··· EXCERPT
In this blog post, I will discuss the problem of finding the top k hits within a given period. To relate to the problem better, let us imagine that you are building a Google-like search engine, and you need to be able to find the top-k queries within the last one day.
I have also combined all the blogs in a free sample e-book for anyone to download.
Note: I would call out that I have used this YouTube video for writing most of this blog post. I liked how The System Design Interview channel is built - although it has been dormant for some time now.
Understanding The Real World UseCase
Figure 1 depicts some of the use cases in the real world that require the system to solve the problem of finding the top-K heavy hitters. Let us say that you log in to your Instagram account. The homepage shows you the top 100 trending pictures or accounts on Instagram. The problem is solved in the background using a similar system (that we will end up designing as a part of this chapter). Other examples include the most retweeted tweets in the last twenty-four hours, the most played song on Spotify, or the most viewed video on YouTube.
Understanding Scale
The most important principle of solving a system design problem is to understand the constraints of the system. The solution one can design depends heavily on the scale of the inputs, the requirements of the outputs, and the resources available to build the system. For the scope of this problem we should assume the following:
The system can contain billions of items;
Each item may have a size of 10 MBs;
The output is required within tens of seconds;
The system can deploy thousands of compute nodes; and
The system can have infinite storage space.
······
··· RECORDED DATA
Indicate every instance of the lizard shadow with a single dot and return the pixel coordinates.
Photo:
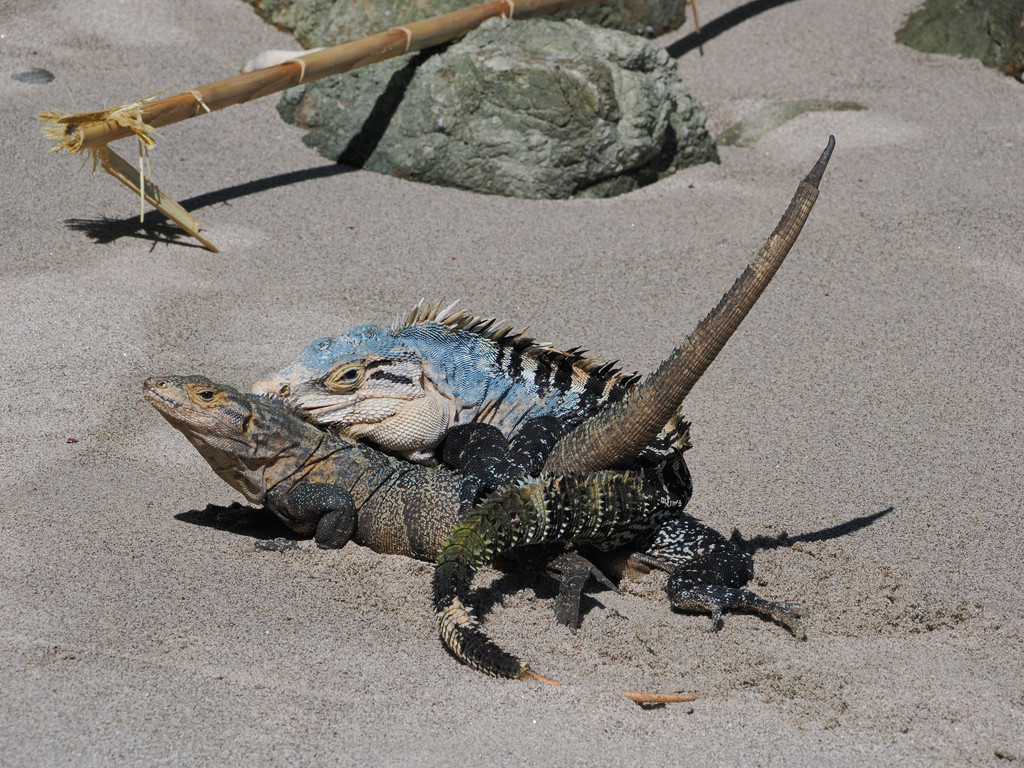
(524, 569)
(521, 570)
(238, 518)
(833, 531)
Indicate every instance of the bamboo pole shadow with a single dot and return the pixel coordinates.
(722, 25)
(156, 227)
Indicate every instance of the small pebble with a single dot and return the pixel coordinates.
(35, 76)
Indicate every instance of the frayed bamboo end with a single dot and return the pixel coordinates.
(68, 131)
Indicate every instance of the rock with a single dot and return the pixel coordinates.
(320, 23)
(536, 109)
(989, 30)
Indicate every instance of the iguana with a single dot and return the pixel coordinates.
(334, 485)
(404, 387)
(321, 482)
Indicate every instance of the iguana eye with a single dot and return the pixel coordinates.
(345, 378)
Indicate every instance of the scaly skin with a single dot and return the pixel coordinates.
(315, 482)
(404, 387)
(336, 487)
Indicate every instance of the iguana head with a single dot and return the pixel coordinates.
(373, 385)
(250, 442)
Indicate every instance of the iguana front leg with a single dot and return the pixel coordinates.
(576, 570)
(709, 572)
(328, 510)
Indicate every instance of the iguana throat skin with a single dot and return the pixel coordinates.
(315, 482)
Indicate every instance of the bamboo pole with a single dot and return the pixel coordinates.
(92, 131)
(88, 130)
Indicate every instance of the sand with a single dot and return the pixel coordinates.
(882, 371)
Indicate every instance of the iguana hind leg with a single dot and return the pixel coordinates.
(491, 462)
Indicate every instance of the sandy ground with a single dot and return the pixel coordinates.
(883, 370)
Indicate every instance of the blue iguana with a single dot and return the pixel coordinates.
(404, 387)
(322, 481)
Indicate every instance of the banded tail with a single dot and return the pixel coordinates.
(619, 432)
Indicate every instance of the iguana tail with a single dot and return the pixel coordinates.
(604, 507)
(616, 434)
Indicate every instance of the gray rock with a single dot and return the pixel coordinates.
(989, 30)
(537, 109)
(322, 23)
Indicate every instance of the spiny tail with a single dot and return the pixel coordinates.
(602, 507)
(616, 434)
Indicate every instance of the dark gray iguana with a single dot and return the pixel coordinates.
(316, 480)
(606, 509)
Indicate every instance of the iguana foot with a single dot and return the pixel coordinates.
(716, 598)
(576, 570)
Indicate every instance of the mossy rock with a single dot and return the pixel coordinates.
······
• [REQUIRED ACTIONS]:
1. Summarize the excerpt on finding top-k heavy hitters in two sentences.
2. Continue the excerpt on finding top-k heavy hitters from its final sentence onward.
The entries are not required for this work.

• [WRITTEN ANSWERS]:
1. The post covers how to find the top-k hits within a given period, such as the top-k search queries over the last day, a problem solved behind features like Instagram's trending pictures, the most retweeted tweets, and the most viewed YouTube videos. It stresses understanding system constraints first and assumes billions of items that may each be 10 MBs, output within tens of seconds, thousands of compute nodes, and infinite storage.

2.
Can We Use MapReduce?
It may be apparent that this problem needs to be solved in real-time. You may end up discussing this with the interviewee to get a sense of whether they want to solve this in real-time or not. If the requirement is to get the search results within a few seconds then it requires a real-time solution. Solutions involving MapReduce may be out of the window as they tend to batch updates and require a longer timeframe. MapReduce persists intermediate data on disks and therefore may not be able to return results within a small bounded time interval and thus may not qualify as real-time.
Functional Requirements
We want our system to return the list of K most frequent items over a predefined time interval.
topk (K, startTime, endTime)
Non-Functional Requirements
As discussed in our previous blog posts, the system should adhere to specific non-functional requirements. Some of these requirements are as follows:
Scalable - The system should scale with an increasing amount of data ingested.
Available - The system should survive hardware and software failures, i.e., no single point of failure.
Performant - The system should be able to return the top 100 list of items within hundreds of milliseconds.
Accurate - The system may return an approximate solution. With data sampling, we can calculate an approximate list. This may be sufficient for specific use-cases such as approximate analysis. We would need to design a system that can return the topK results.
Exploring The Solution Space
First, we start with the basics using a first-principles approach and then work towards the more complex solutions. It is generally good to start with a simple design and then work towards more complex designs. Why does this matter? It helps the interviewer understand your thought process and shows them that you are a systematic thinker. I adopt this approach whenever I am interviewing or discussing a problem in System Design.
Solution #I: Hash table, single host
For the sake of this solution, let us make the following assumptions:
Assumption #1:
Let us also assume that all the data can fit on single server memory.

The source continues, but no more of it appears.